WORK ORDER: Count, in the data that follows, every line with the string "below", and give that count as the whole reply.
───
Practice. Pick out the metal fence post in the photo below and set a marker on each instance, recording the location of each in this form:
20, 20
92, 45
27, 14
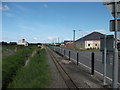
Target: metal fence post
92, 63
77, 58
69, 55
64, 53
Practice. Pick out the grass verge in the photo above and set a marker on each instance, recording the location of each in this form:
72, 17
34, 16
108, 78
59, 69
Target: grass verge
35, 75
12, 63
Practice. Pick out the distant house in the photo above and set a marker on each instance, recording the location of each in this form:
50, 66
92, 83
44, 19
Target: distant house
91, 40
22, 42
68, 44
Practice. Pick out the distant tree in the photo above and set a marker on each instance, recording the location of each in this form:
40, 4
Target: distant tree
12, 43
4, 43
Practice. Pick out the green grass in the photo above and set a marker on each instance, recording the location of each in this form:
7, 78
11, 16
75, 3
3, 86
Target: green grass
12, 63
35, 75
77, 49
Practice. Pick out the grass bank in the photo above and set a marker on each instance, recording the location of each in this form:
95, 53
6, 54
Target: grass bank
35, 75
12, 63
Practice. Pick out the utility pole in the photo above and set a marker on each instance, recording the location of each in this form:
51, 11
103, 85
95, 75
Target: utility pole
58, 39
114, 7
104, 65
115, 60
73, 35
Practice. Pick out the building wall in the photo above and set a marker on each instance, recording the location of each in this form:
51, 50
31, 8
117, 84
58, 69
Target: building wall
87, 44
80, 44
92, 44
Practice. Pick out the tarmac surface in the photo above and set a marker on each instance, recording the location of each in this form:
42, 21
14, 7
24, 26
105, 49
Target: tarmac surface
81, 77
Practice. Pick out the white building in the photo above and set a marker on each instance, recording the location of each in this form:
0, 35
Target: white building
91, 40
22, 42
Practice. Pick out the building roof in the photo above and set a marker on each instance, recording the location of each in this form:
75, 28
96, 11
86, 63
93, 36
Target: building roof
92, 36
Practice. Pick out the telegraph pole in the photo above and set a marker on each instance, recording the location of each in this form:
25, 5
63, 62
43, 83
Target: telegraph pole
73, 35
114, 7
115, 60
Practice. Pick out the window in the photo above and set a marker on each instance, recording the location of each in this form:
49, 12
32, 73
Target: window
88, 44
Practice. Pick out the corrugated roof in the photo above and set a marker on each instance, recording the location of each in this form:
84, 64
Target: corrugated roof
92, 36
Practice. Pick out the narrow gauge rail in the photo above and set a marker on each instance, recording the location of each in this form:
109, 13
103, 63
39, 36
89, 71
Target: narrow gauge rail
68, 81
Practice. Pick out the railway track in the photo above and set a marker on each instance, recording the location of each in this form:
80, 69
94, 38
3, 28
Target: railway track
67, 79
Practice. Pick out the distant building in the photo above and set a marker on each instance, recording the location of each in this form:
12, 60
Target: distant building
68, 44
91, 40
22, 42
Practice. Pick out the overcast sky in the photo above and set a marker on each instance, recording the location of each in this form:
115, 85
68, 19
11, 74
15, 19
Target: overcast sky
48, 21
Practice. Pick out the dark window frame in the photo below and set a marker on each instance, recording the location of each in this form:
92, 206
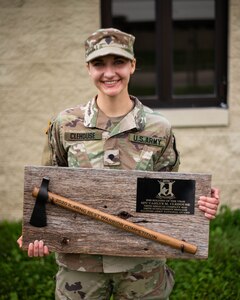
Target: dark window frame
164, 96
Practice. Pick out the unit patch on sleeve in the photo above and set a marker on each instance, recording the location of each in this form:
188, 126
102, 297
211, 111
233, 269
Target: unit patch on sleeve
83, 136
147, 140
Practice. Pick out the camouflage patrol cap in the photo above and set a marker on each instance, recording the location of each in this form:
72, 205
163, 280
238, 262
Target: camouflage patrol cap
109, 41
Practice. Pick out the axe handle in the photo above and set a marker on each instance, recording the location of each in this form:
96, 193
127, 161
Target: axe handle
118, 222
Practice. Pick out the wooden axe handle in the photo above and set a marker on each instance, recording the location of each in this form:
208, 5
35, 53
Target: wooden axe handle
118, 222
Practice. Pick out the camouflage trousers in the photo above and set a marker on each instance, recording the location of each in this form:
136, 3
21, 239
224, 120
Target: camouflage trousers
156, 284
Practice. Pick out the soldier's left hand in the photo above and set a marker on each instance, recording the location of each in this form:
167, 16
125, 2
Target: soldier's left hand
209, 205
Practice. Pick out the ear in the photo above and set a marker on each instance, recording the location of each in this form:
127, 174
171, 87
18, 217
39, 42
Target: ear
88, 68
133, 66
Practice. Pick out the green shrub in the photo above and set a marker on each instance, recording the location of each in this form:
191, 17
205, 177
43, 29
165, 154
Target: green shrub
22, 278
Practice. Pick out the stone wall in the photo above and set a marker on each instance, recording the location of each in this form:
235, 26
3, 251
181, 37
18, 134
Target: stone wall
42, 71
216, 150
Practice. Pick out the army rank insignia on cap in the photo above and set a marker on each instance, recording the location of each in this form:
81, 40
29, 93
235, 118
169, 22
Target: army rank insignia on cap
147, 140
83, 136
───
YOUR RESPONSE: 2